## [SOURCE EXTRACT]

= Beginning of Section =

Was this a bad thing since it ballooned costs tremendously? This analysis depends, of course, upon one’s point of view. Clearly, extending and adding comfort to the retired leisure years of people who, by and large, were no longer economic producers, was a very good idea from the standpoint of those benefitting. As the politicians constantly remind us, Medicare was and is wildly popular with the public nearly all of whom are  on it or hope to be on it someday. Duh!!!

As a result, the elderly, became very politically active in defense of this entitlement as well as in defense of Social Security, understandably fighting every attempt to limit them. They became a politically powerful voting block. Whether good or bad, however, Medicare’s success and its creation of a voting block with older citizens clearly sewed the seeds of its own financial difficulties.

How will Obamacare work it’s magic? Will it subsidize medical innovation and better health outcomes like Medicare did? Will these medical innovations, which will be available to all, reduce prices because of economies of scale?  Will Obamacare force enough ‘efficiencies’ in the system so that it can remain viable without substantial amounts of financial pain? Can Obamacare or, for that matter, the entire country financially survive if Obamacare follows the Medicare model of ever expanding innovation and better outcomes?

The government, using the tools provided by Obamacare, promises a reduction or at least a freeze on the overall cost of health services and an actual increase in availability of those services. Is 16% of the economy enough? Can we afford more? How can we get more for less? Can we get more for less by capping overall costs or reducing prices as was done with Medicare even though the mix of beneficiaries of Obamacare are annually becoming actuarially older and therefore sicker? Can we logically expect to get the same quantity of high quality services for less money? Perhaps if you believe in the tooth fairy you will believe that you can have more for less but didn’t you grow out of that idea by the time you were ten? Am I being overly pessimistic?  Do economies of scale work effectively in a business which is delivered on the basis of a one on one (doctor-patient) business model?  For the unbelievers amongst us how will overall costs and costs per beneficiary be lowered absent fundamental changes in that doctor-patient relationship?

= End of Section =

## [DATA TO EXAMINE]
= Beginning of Section =

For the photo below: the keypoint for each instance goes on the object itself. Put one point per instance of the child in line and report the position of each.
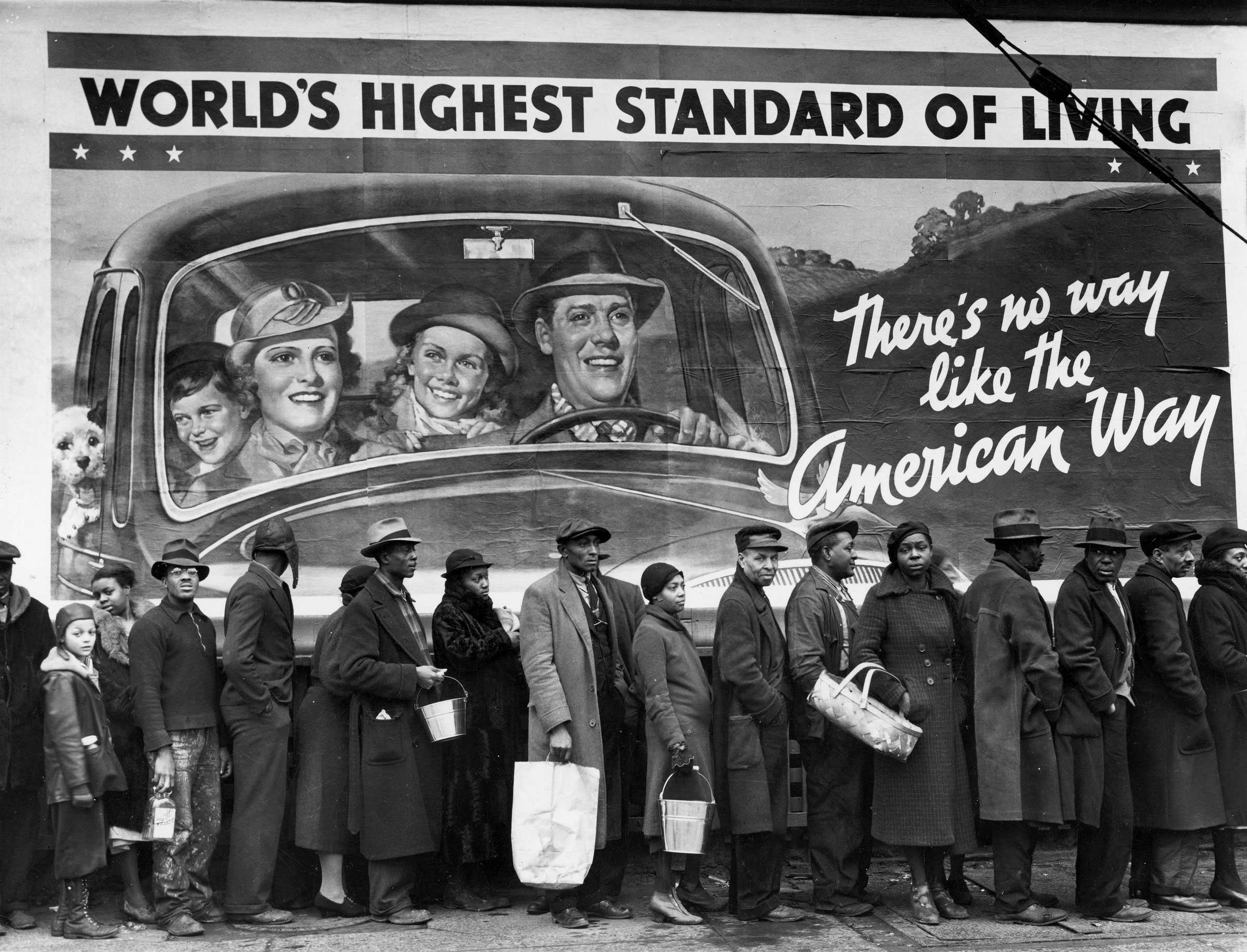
(79, 768)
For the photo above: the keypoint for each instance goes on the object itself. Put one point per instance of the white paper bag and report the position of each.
(554, 824)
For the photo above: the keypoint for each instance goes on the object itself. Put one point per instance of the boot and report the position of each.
(79, 923)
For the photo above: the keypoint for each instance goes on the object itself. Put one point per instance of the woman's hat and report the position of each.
(587, 272)
(74, 612)
(1105, 532)
(182, 553)
(462, 307)
(462, 559)
(384, 532)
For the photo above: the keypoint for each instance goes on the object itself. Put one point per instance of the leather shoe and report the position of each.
(266, 917)
(1229, 895)
(784, 914)
(1185, 904)
(608, 910)
(571, 917)
(1034, 915)
(182, 926)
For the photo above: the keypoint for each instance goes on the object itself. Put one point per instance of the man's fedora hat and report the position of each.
(465, 309)
(1105, 532)
(182, 553)
(587, 272)
(276, 311)
(462, 559)
(1015, 526)
(1166, 534)
(575, 528)
(384, 532)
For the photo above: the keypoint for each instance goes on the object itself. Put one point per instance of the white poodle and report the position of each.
(79, 465)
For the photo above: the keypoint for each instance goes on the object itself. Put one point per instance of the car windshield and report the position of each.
(368, 343)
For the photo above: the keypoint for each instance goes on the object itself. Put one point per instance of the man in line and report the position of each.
(752, 693)
(1095, 640)
(25, 639)
(256, 707)
(383, 658)
(578, 685)
(1174, 778)
(1017, 699)
(174, 674)
(818, 624)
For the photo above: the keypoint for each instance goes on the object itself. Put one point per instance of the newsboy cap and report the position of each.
(1166, 534)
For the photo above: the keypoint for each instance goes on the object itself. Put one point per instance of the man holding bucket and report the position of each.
(394, 784)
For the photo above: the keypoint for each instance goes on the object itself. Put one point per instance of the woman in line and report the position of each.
(471, 640)
(678, 707)
(1219, 636)
(454, 355)
(80, 768)
(908, 624)
(322, 743)
(115, 612)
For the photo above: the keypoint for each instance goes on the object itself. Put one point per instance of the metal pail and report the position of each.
(686, 823)
(446, 719)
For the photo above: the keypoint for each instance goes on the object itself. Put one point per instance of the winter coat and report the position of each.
(25, 640)
(396, 770)
(558, 655)
(752, 694)
(1219, 637)
(1174, 774)
(924, 801)
(678, 705)
(73, 713)
(1017, 694)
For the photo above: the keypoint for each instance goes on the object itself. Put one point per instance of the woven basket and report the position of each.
(855, 710)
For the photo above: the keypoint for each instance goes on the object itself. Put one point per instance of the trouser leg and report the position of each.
(1013, 845)
(260, 755)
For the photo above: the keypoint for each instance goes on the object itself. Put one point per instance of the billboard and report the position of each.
(699, 272)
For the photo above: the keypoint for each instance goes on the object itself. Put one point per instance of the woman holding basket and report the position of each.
(908, 626)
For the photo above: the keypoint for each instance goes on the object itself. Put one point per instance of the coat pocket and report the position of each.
(744, 744)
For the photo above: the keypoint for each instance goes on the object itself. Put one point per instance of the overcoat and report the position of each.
(752, 693)
(678, 705)
(558, 657)
(396, 772)
(1219, 636)
(1017, 694)
(924, 801)
(1174, 778)
(1094, 644)
(323, 747)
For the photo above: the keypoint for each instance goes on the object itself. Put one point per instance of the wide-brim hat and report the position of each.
(460, 307)
(1105, 532)
(384, 532)
(587, 272)
(1015, 526)
(182, 553)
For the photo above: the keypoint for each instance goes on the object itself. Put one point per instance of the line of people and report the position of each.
(1117, 714)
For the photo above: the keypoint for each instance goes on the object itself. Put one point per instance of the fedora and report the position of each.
(384, 532)
(587, 272)
(465, 309)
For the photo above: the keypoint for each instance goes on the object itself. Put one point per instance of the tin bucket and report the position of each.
(446, 720)
(686, 823)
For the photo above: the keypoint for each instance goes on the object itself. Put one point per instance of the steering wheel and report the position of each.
(638, 415)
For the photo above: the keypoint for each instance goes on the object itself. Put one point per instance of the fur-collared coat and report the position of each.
(1219, 637)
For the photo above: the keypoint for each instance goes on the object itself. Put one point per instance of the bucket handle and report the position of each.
(697, 772)
(447, 678)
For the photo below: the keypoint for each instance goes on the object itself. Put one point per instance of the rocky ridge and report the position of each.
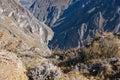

= End of Section =

Extract the full passage on Medicare and Obamacare costs and reproduce it word for word.

Was this a bad thing since it ballooned costs tremendously? This analysis depends, of course, upon one’s point of view. Clearly, extending and adding comfort to the retired leisure years of people who, by and large, were no longer economic producers, was a very good idea from the standpoint of those benefitting. As the politicians constantly remind us, Medicare was and is wildly popular with the public nearly all of whom are  on it or hope to be on it someday. Duh!!!

As a result, the elderly, became very politically active in defense of this entitlement as well as in defense of Social Security, understandably fighting every attempt to limit them. They became a politically powerful voting block. Whether good or bad, however, Medicare’s success and its creation of a voting block with older citizens clearly sewed the seeds of its own financial difficulties.

How will Obamacare work it’s magic? Will it subsidize medical innovation and better health outcomes like Medicare did? Will these medical innovations, which will be available to all, reduce prices because of economies of scale?  Will Obamacare force enough ‘efficiencies’ in the system so that it can remain viable without substantial amounts of financial pain? Can Obamacare or, for that matter, the entire country financially survive if Obamacare follows the Medicare model of ever expanding innovation and better outcomes?

The government, using the tools provided by Obamacare, promises a reduction or at least a freeze on the overall cost of health services and an actual increase in availability of those services. Is 16% of the economy enough? Can we afford more? How can we get more for less? Can we get more for less by capping overall costs or reducing prices as was done with Medicare even though the mix of beneficiaries of Obamacare are annually becoming actuarially older and therefore sicker? Can we logically expect to get the same quantity of high quality services for less money? Perhaps if you believe in the tooth fairy you will believe that you can have more for less but didn’t you grow out of that idea by the time you were ten? Am I being overly pessimistic?  Do economies of scale work effectively in a business which is delivered on the basis of a one on one (doctor-patient) business model?  For the unbelievers amongst us how will overall costs and costs per beneficiary be lowered absent fundamental changes in that doctor-patient relationship?